• _SELECTED EXCERPT_

"All the guys were saying, 'if you lose your hair we will shave our heads,'” said Deborah Lukehart. “We were all sitting there having a beer one day when our friend, who is a barber, told us we should all go to his shop and he’d shave our heads for free; so we did."
Lukehart has lived in Page since 1989 and has worked at the Lake Powell Golf course for ten years. She remains perplexed by the bold gesture her friends conducted as a show of support and cameraderie to the expected effects of her chemotherapy.
The coworkers and friends of Lukehart who, without hesitation, joined the ceremonial shaving event are Steve Dordan, Jim Davis, Larry Evans, Lynn Hunter, Greg Goss, and Gordon Mahon. Modern day activism, promoting support and bringing awareness to the reality of cancer, can be found on t-shirts boldly printed with "Cancer sucks" or on bumper stickers silently shouting, "I hate cancer."
There is no shortage for those who hate cancer. Comparatively, there is no shortage of those who love and support those battling cancer. The human race, in all its intricacies and complexities, responds to hardship differently based on individuals. No two humans have the same reaction when faced with adversity. The regrettable statistics of cancer in America in which an estimated 12.7 million people each year are diagnosed with cancer, is proof that the disease is a hardship that clouds above them all.
With the small town support from close, committed friends, as well as the financial support from The Cancer Outreach Center of Page Arizona, Lukehart's cancer story ceased to be about cancer and became one of support. With radiation lasting a challenging four months and demanding constant travel back and forth from Flagstaff, Lukehart's journey depicts exactly what you and I hope we would have in a similar situation: strength.
"There’s so many people who have it so much worse,” said Lukeheart. “I guess I just feel lucky." One brief face-to-face interaction with Lukehart will undoubtedly leave you feeling honored and recharged with fresh perspective. Her unmatched wits and unwavering positivity are just the characteristic "trick" (as she calls it) to keep strong in the fight. Though Lukehart finds it surprising at the massive amount of support she received from the town, Hunter speaks for group by saying, "It’s really the least we could do."
Lukehart's view on her own attitude is equally as charming as self-motivated,
"I have got to be positive; if i'm not, I've got this whole line of people behind me who will kick my fanny."

• _SUPPLIED MATERIAL_

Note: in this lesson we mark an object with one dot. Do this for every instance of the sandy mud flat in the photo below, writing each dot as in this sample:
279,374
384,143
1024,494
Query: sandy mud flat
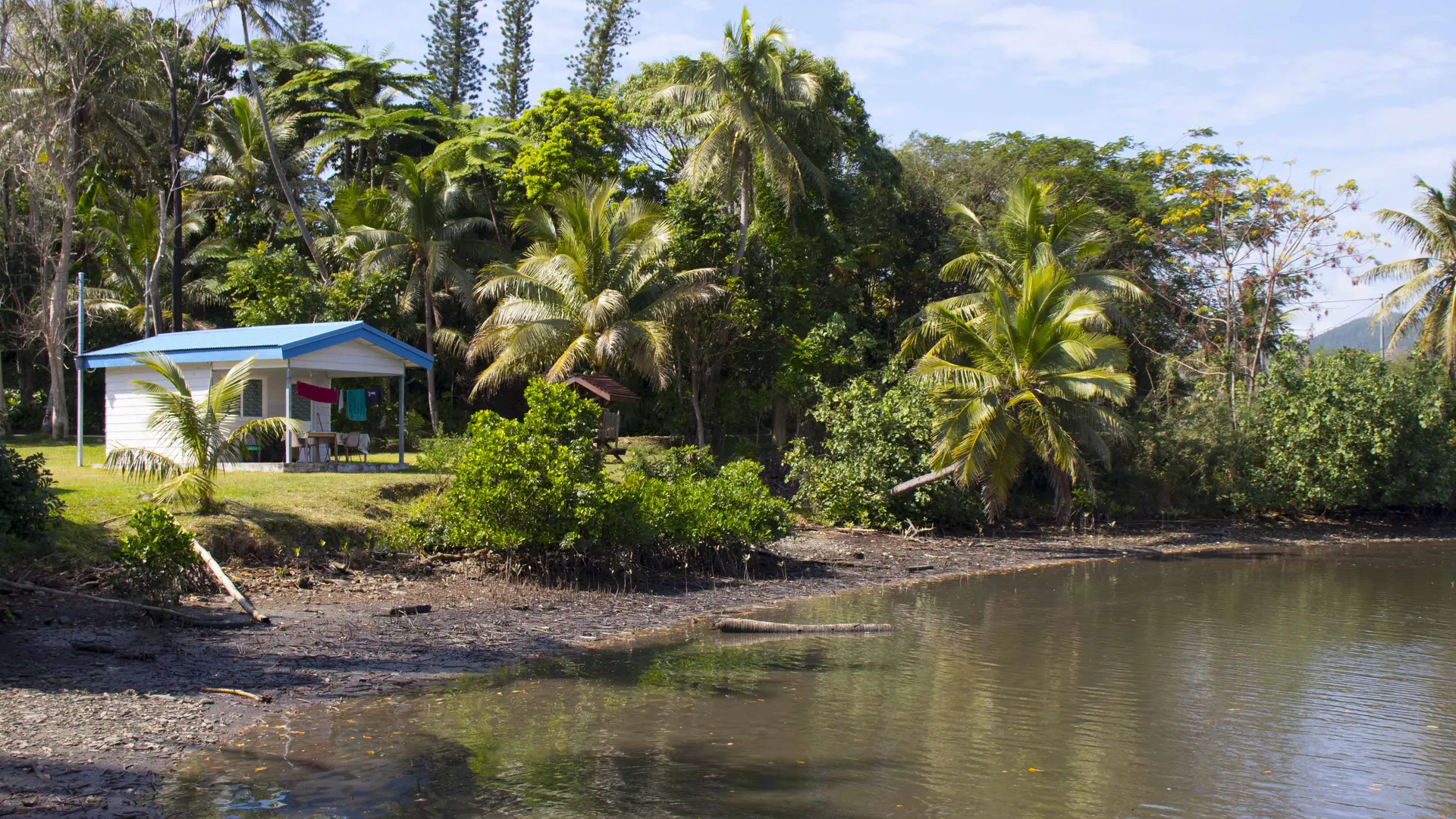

• _WHAT TO PRODUCE_
Can you quote the article about Deborah Lukehart word for word from "The coworkers and" to "above them all."?

• _EXERCISE SOLUTION_
The coworkers and friends of Lukehart who, without hesitation, joined the ceremonial shaving event are Steve Dordan, Jim Davis, Larry Evans, Lynn Hunter, Greg Goss, and Gordon Mahon. Modern day activism, promoting support and bringing awareness to the reality of cancer, can be found on t-shirts boldly printed with "Cancer sucks" or on bumper stickers silently shouting, "I hate cancer."
There is no shortage for those who hate cancer. Comparatively, there is no shortage of those who love and support those battling cancer. The human race, in all its intricacies and complexities, responds to hardship differently based on individuals. No two humans have the same reaction when faced with adversity. The regrettable statistics of cancer in America in which an estimated 12.7 million people each year are diagnosed with cancer, is proof that the disease is a hardship that clouds above them all.